'''
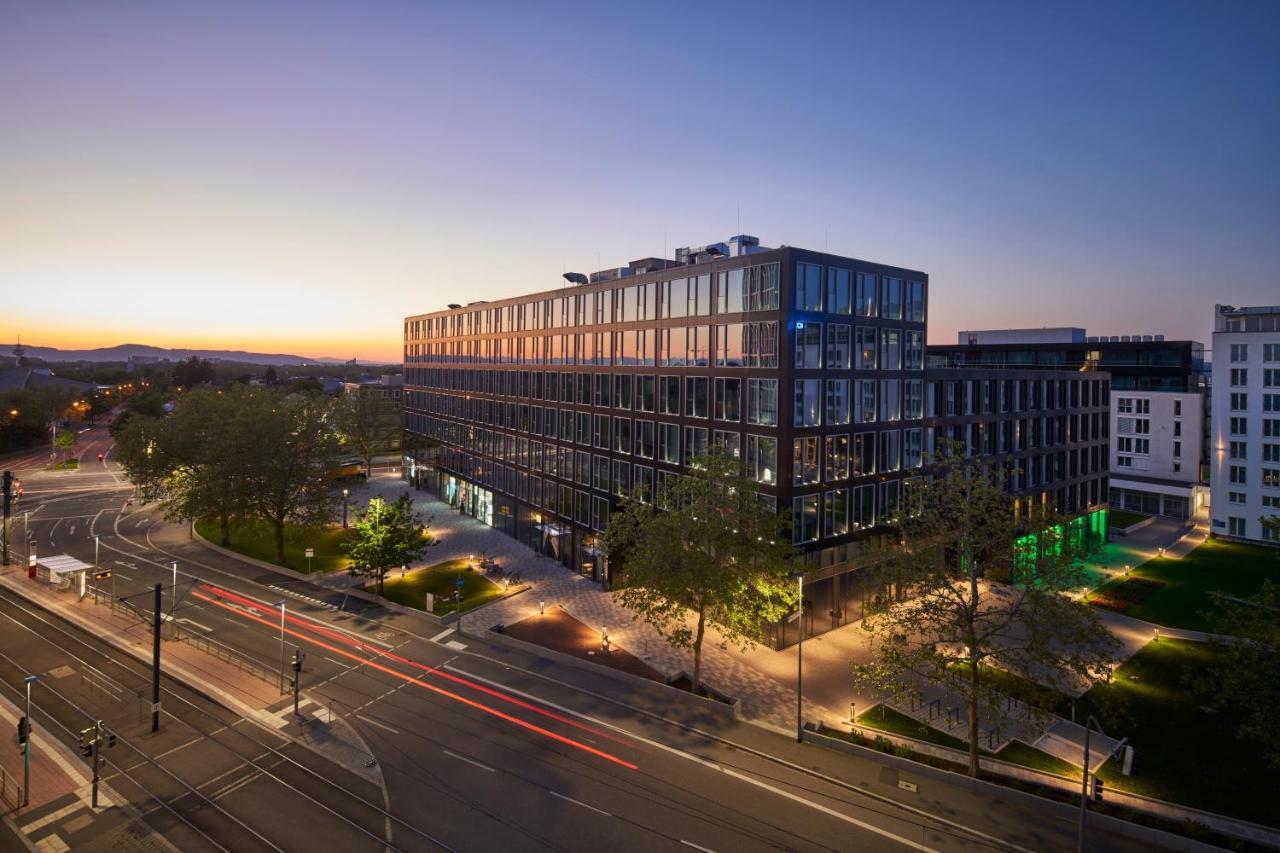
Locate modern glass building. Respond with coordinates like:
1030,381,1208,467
404,236,1106,646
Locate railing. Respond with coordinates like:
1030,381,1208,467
173,622,283,690
0,767,22,812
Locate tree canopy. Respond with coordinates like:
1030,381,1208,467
605,450,799,692
346,494,428,594
854,450,1116,775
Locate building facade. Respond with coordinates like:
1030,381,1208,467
403,237,1107,646
929,328,1210,520
1210,305,1280,544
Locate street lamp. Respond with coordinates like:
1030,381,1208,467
22,672,45,808
273,598,284,693
796,575,804,743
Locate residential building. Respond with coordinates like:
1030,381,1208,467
404,236,1108,647
1210,305,1280,544
929,328,1210,520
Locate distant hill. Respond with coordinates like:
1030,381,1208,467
0,343,368,366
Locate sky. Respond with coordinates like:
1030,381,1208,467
0,0,1280,361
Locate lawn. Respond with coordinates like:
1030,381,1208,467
1089,539,1280,630
1107,510,1151,530
196,521,351,573
383,560,507,616
1076,638,1280,826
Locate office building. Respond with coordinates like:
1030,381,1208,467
1210,305,1280,543
929,327,1210,520
404,237,1107,646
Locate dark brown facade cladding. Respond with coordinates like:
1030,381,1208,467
404,240,1106,646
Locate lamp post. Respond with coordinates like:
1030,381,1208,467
274,598,284,693
22,674,45,808
796,575,804,743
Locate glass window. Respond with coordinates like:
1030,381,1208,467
827,379,849,425
685,427,708,466
827,266,854,314
881,329,902,370
822,489,849,537
881,275,902,320
795,263,822,311
791,494,818,542
854,273,879,316
658,423,680,465
746,435,778,485
855,325,876,370
822,435,849,483
635,420,655,459
795,323,822,368
746,379,778,427
658,377,680,415
791,435,819,485
854,379,876,424
636,377,658,411
792,379,822,427
716,377,742,421
827,323,850,370
685,377,710,418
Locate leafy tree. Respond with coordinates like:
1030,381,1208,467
605,451,796,692
1210,578,1280,767
344,494,428,594
338,391,401,476
54,429,79,456
236,388,338,565
854,448,1117,776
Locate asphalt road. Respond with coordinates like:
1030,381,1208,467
0,428,1157,852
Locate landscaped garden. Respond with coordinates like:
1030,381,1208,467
1089,539,1280,630
196,521,351,573
1107,510,1151,530
373,560,508,616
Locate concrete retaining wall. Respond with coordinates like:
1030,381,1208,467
804,727,1280,853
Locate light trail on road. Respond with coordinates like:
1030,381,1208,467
191,585,639,770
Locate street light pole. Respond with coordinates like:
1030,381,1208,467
796,575,804,743
275,598,284,693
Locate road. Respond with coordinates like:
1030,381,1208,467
0,428,1157,850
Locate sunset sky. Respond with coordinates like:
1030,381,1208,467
0,1,1280,360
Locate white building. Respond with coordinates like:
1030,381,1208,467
1210,305,1280,542
1111,388,1210,519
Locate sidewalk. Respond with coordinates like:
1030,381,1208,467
0,560,384,786
351,474,838,733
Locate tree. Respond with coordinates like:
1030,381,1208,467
338,391,401,476
854,448,1117,776
1210,578,1280,767
236,388,338,565
605,451,796,692
344,494,428,596
54,429,79,456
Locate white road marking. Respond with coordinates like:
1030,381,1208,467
443,665,957,853
440,749,494,774
356,713,399,734
547,790,613,817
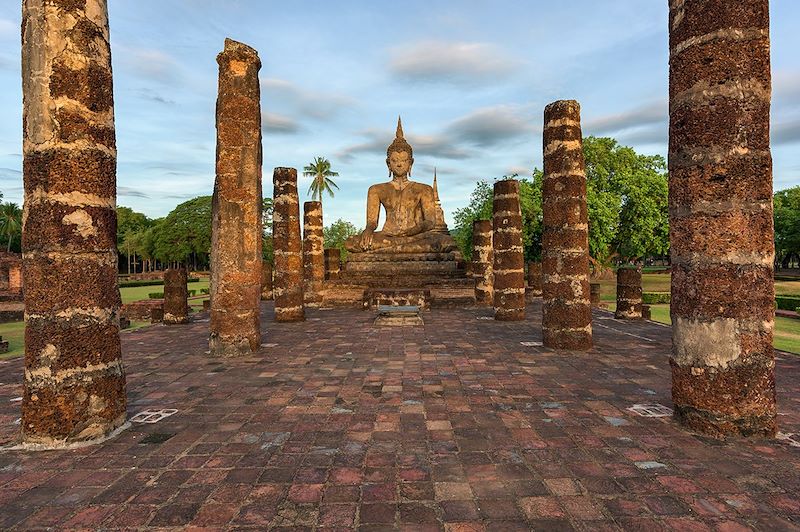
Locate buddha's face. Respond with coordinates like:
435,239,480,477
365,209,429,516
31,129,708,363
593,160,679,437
386,151,414,177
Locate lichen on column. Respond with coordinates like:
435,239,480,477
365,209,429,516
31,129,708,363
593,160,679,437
163,268,189,325
472,220,494,307
303,201,325,308
272,168,305,321
20,0,126,448
492,179,525,321
669,0,777,437
614,267,642,320
209,39,262,356
542,100,592,350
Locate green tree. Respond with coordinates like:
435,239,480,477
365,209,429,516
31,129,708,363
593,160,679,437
322,218,361,259
451,177,542,260
0,204,22,252
303,157,339,201
153,196,211,269
453,137,669,267
773,186,800,268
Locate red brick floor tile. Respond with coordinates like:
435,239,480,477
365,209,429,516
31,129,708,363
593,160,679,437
0,302,800,532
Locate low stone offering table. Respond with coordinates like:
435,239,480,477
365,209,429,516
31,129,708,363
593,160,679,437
375,305,425,327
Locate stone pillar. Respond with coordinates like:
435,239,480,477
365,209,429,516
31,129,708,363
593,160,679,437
542,100,592,350
669,0,777,437
492,179,525,321
261,261,272,301
303,201,325,308
589,283,600,308
528,262,542,296
20,0,126,447
272,168,306,321
472,220,494,307
614,268,642,320
164,268,189,325
325,248,342,281
209,39,262,356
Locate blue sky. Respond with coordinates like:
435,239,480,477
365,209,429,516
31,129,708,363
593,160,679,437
0,0,800,227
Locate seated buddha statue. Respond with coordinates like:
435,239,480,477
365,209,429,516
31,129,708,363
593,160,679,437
345,118,458,253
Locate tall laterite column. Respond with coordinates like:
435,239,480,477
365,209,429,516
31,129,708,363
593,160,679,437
261,261,272,301
542,100,592,350
272,168,306,321
669,0,777,436
163,268,189,325
614,267,642,320
209,39,262,356
492,179,525,321
20,0,125,447
303,201,325,308
472,220,494,307
325,248,342,281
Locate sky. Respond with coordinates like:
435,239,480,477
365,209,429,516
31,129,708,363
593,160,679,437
0,0,800,227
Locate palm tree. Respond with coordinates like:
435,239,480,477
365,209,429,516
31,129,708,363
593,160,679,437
0,202,22,252
303,157,339,201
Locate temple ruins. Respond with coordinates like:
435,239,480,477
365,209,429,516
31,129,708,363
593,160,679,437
472,220,494,307
272,168,305,321
542,100,592,350
209,39,262,357
163,268,189,325
492,179,525,321
303,201,325,308
669,0,776,436
20,0,126,447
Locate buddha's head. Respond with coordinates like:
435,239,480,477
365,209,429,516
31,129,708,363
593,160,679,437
386,117,414,177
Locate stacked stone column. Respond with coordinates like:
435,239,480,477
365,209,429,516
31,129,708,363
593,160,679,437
272,168,305,321
261,261,272,301
303,201,325,308
528,262,542,296
163,268,189,325
669,0,776,436
209,39,262,356
325,248,342,281
542,100,592,350
472,220,494,307
614,268,642,320
20,0,126,448
492,179,525,321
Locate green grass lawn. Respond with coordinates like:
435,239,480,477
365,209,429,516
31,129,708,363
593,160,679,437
609,304,800,354
0,279,208,359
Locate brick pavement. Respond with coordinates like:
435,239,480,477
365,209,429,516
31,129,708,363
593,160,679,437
0,302,800,531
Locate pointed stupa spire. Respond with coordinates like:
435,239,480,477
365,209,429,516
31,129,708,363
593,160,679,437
433,166,439,205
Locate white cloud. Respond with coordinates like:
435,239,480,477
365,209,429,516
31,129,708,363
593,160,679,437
389,41,520,85
261,78,355,120
447,105,538,148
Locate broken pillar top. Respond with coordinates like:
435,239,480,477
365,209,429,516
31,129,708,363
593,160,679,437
217,39,261,69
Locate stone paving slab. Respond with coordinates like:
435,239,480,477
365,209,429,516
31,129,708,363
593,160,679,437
0,302,800,531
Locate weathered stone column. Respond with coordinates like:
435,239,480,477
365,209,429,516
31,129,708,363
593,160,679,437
20,0,125,447
528,262,542,296
492,179,525,321
669,0,776,436
303,201,325,308
325,248,342,281
261,261,272,301
542,100,592,350
472,220,494,307
614,267,642,320
209,39,262,356
272,168,306,321
164,268,189,325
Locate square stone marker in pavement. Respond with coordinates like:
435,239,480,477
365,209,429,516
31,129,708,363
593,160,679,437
0,302,800,531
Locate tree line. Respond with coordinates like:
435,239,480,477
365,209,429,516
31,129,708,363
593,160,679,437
453,137,669,269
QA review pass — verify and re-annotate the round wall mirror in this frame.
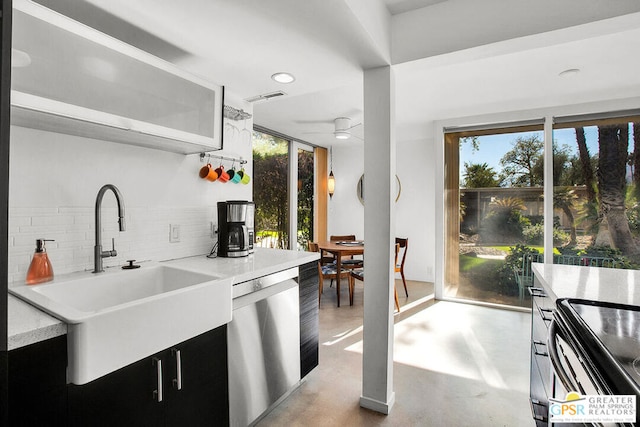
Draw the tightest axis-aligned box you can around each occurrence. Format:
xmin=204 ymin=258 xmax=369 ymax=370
xmin=356 ymin=174 xmax=402 ymax=206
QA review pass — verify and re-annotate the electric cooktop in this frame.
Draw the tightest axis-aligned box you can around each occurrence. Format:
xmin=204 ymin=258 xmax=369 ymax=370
xmin=557 ymin=299 xmax=640 ymax=395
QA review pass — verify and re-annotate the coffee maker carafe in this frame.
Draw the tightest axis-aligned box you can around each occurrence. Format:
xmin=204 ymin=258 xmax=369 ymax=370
xmin=218 ymin=200 xmax=249 ymax=258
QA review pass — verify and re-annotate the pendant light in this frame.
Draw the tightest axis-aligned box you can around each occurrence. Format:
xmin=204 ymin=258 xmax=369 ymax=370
xmin=327 ymin=147 xmax=336 ymax=199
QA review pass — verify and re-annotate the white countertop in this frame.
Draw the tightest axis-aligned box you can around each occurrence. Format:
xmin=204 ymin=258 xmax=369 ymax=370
xmin=8 ymin=248 xmax=319 ymax=350
xmin=532 ymin=263 xmax=640 ymax=305
xmin=7 ymin=294 xmax=67 ymax=351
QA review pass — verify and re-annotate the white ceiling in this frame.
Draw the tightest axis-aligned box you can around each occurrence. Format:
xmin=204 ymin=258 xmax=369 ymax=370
xmin=38 ymin=0 xmax=640 ymax=146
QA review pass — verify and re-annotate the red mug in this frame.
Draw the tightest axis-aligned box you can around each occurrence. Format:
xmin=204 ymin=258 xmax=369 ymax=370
xmin=215 ymin=165 xmax=229 ymax=182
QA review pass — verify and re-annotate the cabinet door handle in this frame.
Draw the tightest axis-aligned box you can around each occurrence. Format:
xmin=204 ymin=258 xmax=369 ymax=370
xmin=538 ymin=308 xmax=553 ymax=322
xmin=533 ymin=341 xmax=549 ymax=356
xmin=527 ymin=286 xmax=547 ymax=298
xmin=171 ymin=348 xmax=182 ymax=390
xmin=153 ymin=357 xmax=162 ymax=402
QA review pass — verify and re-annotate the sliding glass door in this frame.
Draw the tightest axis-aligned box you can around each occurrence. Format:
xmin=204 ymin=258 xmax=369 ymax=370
xmin=253 ymin=131 xmax=315 ymax=251
xmin=444 ymin=125 xmax=544 ymax=306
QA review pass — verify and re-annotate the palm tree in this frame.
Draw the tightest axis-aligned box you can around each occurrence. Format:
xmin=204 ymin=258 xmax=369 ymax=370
xmin=597 ymin=123 xmax=640 ymax=256
xmin=553 ymin=187 xmax=578 ymax=246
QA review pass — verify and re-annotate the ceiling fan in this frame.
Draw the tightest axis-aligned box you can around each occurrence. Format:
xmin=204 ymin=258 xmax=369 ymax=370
xmin=304 ymin=117 xmax=362 ymax=140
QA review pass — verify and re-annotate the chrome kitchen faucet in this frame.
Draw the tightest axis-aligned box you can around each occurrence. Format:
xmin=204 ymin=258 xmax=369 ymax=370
xmin=93 ymin=184 xmax=125 ymax=273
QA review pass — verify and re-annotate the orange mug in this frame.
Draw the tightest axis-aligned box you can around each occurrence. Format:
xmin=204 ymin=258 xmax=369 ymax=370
xmin=200 ymin=163 xmax=218 ymax=182
xmin=215 ymin=165 xmax=229 ymax=182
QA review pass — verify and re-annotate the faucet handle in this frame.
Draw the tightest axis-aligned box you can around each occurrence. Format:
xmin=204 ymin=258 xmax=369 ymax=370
xmin=102 ymin=237 xmax=118 ymax=258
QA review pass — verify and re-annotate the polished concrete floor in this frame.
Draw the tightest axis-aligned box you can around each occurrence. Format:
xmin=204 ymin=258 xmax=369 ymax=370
xmin=258 ymin=281 xmax=534 ymax=427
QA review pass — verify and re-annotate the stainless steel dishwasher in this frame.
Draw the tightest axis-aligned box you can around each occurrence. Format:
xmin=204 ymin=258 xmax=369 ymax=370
xmin=227 ymin=267 xmax=300 ymax=426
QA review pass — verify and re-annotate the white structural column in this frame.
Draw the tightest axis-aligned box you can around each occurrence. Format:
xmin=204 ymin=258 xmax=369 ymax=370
xmin=360 ymin=66 xmax=396 ymax=414
xmin=543 ymin=116 xmax=553 ymax=264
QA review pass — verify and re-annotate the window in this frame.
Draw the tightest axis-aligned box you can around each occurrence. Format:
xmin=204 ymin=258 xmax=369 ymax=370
xmin=444 ymin=125 xmax=544 ymax=306
xmin=553 ymin=116 xmax=640 ymax=269
xmin=253 ymin=130 xmax=316 ymax=251
xmin=253 ymin=130 xmax=289 ymax=249
xmin=443 ymin=112 xmax=640 ymax=307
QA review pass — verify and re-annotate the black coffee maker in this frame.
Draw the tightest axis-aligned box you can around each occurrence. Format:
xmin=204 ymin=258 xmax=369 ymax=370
xmin=218 ymin=200 xmax=250 ymax=258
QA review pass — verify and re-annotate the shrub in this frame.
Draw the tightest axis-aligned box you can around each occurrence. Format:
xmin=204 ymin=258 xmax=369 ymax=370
xmin=498 ymin=244 xmax=540 ymax=295
xmin=522 ymin=224 xmax=570 ymax=246
xmin=480 ymin=197 xmax=531 ymax=243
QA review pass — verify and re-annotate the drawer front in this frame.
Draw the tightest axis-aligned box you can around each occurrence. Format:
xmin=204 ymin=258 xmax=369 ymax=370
xmin=529 ymin=351 xmax=549 ymax=422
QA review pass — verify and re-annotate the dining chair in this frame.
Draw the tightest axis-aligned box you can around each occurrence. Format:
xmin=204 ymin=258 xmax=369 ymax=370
xmin=309 ymin=242 xmax=353 ymax=303
xmin=329 ymin=234 xmax=363 ymax=268
xmin=349 ymin=243 xmax=400 ymax=312
xmin=395 ymin=237 xmax=409 ymax=296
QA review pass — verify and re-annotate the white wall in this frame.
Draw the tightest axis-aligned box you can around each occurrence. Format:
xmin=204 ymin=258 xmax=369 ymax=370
xmin=328 ymin=140 xmax=435 ymax=282
xmin=9 ymin=94 xmax=253 ymax=282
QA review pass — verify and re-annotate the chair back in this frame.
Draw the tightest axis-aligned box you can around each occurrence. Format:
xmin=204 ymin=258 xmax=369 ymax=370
xmin=395 ymin=237 xmax=409 ymax=268
xmin=329 ymin=234 xmax=356 ymax=242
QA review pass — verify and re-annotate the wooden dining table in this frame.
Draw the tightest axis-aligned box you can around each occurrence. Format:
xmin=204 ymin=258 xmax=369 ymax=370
xmin=318 ymin=240 xmax=364 ymax=307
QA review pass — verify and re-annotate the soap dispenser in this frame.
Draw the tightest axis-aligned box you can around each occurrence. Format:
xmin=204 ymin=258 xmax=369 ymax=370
xmin=26 ymin=239 xmax=54 ymax=285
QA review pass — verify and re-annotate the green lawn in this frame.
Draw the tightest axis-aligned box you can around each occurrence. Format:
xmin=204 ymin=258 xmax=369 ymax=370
xmin=489 ymin=245 xmax=560 ymax=255
xmin=459 ymin=255 xmax=504 ymax=271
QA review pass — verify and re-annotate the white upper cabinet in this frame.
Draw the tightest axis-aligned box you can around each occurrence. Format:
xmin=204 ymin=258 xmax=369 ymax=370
xmin=11 ymin=0 xmax=224 ymax=154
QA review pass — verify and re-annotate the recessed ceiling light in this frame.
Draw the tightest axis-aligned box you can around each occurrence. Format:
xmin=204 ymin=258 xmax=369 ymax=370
xmin=11 ymin=49 xmax=31 ymax=68
xmin=558 ymin=68 xmax=580 ymax=77
xmin=333 ymin=130 xmax=351 ymax=139
xmin=271 ymin=73 xmax=296 ymax=83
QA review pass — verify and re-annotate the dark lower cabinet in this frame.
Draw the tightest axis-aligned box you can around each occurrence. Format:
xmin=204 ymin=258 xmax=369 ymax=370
xmin=298 ymin=261 xmax=319 ymax=378
xmin=69 ymin=325 xmax=229 ymax=426
xmin=8 ymin=335 xmax=67 ymax=426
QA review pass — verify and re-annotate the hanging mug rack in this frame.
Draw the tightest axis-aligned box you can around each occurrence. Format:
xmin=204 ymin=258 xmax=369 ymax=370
xmin=199 ymin=153 xmax=251 ymax=185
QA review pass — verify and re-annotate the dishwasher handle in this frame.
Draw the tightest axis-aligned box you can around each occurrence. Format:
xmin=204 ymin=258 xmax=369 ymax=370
xmin=547 ymin=319 xmax=578 ymax=390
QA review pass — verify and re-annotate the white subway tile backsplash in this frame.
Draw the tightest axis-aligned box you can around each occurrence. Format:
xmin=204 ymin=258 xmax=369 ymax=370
xmin=9 ymin=206 xmax=215 ymax=282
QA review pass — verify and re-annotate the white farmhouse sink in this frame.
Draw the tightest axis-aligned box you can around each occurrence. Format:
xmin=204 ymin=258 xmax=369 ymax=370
xmin=9 ymin=264 xmax=232 ymax=384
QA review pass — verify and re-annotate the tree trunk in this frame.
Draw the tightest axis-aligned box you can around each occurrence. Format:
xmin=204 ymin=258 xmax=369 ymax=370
xmin=598 ymin=124 xmax=639 ymax=256
xmin=562 ymin=205 xmax=578 ymax=246
xmin=633 ymin=122 xmax=640 ymax=199
xmin=575 ymin=127 xmax=596 ymax=205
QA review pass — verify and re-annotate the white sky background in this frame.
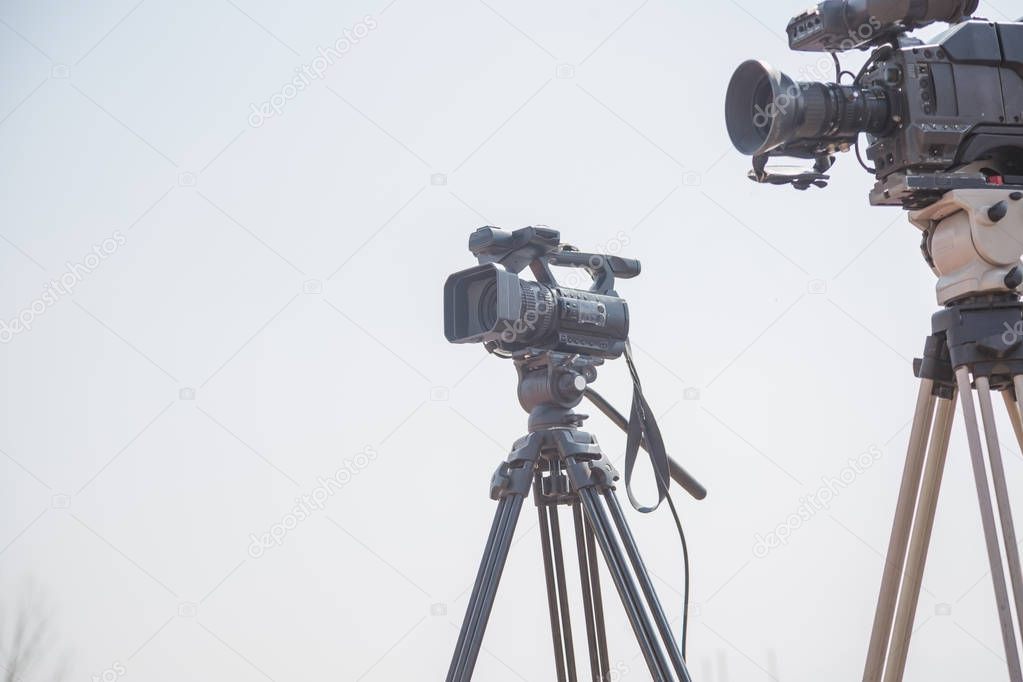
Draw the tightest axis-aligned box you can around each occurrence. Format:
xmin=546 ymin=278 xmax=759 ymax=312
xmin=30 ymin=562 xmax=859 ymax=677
xmin=0 ymin=0 xmax=1023 ymax=682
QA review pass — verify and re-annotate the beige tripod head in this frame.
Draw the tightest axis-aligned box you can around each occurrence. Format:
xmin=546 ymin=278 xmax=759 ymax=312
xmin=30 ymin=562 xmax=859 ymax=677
xmin=909 ymin=178 xmax=1023 ymax=306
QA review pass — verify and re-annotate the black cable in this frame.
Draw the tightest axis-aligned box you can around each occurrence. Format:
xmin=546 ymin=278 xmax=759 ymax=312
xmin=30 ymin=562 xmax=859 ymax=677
xmin=665 ymin=474 xmax=690 ymax=658
xmin=586 ymin=389 xmax=691 ymax=658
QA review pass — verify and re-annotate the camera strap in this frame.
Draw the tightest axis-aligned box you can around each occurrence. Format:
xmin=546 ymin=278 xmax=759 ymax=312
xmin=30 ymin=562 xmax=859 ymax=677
xmin=625 ymin=342 xmax=670 ymax=514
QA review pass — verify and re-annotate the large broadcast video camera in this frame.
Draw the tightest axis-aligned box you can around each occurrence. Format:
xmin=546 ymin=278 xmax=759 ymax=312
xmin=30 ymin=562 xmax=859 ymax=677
xmin=725 ymin=0 xmax=1023 ymax=210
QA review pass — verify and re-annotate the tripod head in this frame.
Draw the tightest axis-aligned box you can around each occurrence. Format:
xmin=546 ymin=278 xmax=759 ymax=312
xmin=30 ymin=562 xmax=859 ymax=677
xmin=513 ymin=349 xmax=604 ymax=431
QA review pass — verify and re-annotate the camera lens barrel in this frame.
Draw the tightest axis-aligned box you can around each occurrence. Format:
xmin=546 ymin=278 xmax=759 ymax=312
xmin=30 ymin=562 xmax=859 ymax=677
xmin=725 ymin=60 xmax=893 ymax=156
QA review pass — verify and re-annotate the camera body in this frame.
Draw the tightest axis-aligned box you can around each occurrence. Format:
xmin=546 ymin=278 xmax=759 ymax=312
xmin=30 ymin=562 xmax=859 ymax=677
xmin=726 ymin=0 xmax=1023 ymax=210
xmin=444 ymin=227 xmax=640 ymax=359
xmin=862 ymin=20 xmax=1023 ymax=209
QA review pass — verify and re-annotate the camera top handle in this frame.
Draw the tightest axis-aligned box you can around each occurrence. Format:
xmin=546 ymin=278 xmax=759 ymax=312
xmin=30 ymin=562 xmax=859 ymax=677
xmin=469 ymin=227 xmax=641 ymax=294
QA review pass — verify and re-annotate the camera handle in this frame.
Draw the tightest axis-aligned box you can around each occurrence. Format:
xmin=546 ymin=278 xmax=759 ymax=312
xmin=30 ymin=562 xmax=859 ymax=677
xmin=469 ymin=227 xmax=641 ymax=294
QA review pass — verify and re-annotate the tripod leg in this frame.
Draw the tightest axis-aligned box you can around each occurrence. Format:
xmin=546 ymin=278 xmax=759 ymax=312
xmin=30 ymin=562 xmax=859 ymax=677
xmin=577 ymin=523 xmax=611 ymax=680
xmin=447 ymin=494 xmax=523 ymax=682
xmin=604 ymin=490 xmax=691 ymax=682
xmin=885 ymin=396 xmax=955 ymax=682
xmin=534 ymin=480 xmax=566 ymax=682
xmin=976 ymin=376 xmax=1023 ymax=627
xmin=579 ymin=488 xmax=672 ymax=682
xmin=572 ymin=502 xmax=603 ymax=682
xmin=549 ymin=470 xmax=578 ymax=682
xmin=863 ymin=379 xmax=935 ymax=682
xmin=955 ymin=367 xmax=1023 ymax=682
xmin=1002 ymin=384 xmax=1023 ymax=448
'''
TASK DIRECTIONS:
Starting at the line containing "Locate concrete retaining" and ending at the line containing "275,598,284,693", reproduce only those lines of the records, requests included, with every bounding-box coordinate in the answers multiplied by 1.9 and rounded to a whole number, halves rounded up. Leave the numbers in the requests and their format samples as they are.

CORRECT RESPONSE:
Locate concrete retaining wall. Respond with coordinates like:
1030,381,1208,467
1528,1381,2432,1621
Locate light trail on road. Respond with coordinates like:
1030,381,1208,467
363,1112,1214,1463
Locate street light pole. Respond with coordinates like:
1030,381,1208,467
1512,1093,1528,1412
523,1136,540,1317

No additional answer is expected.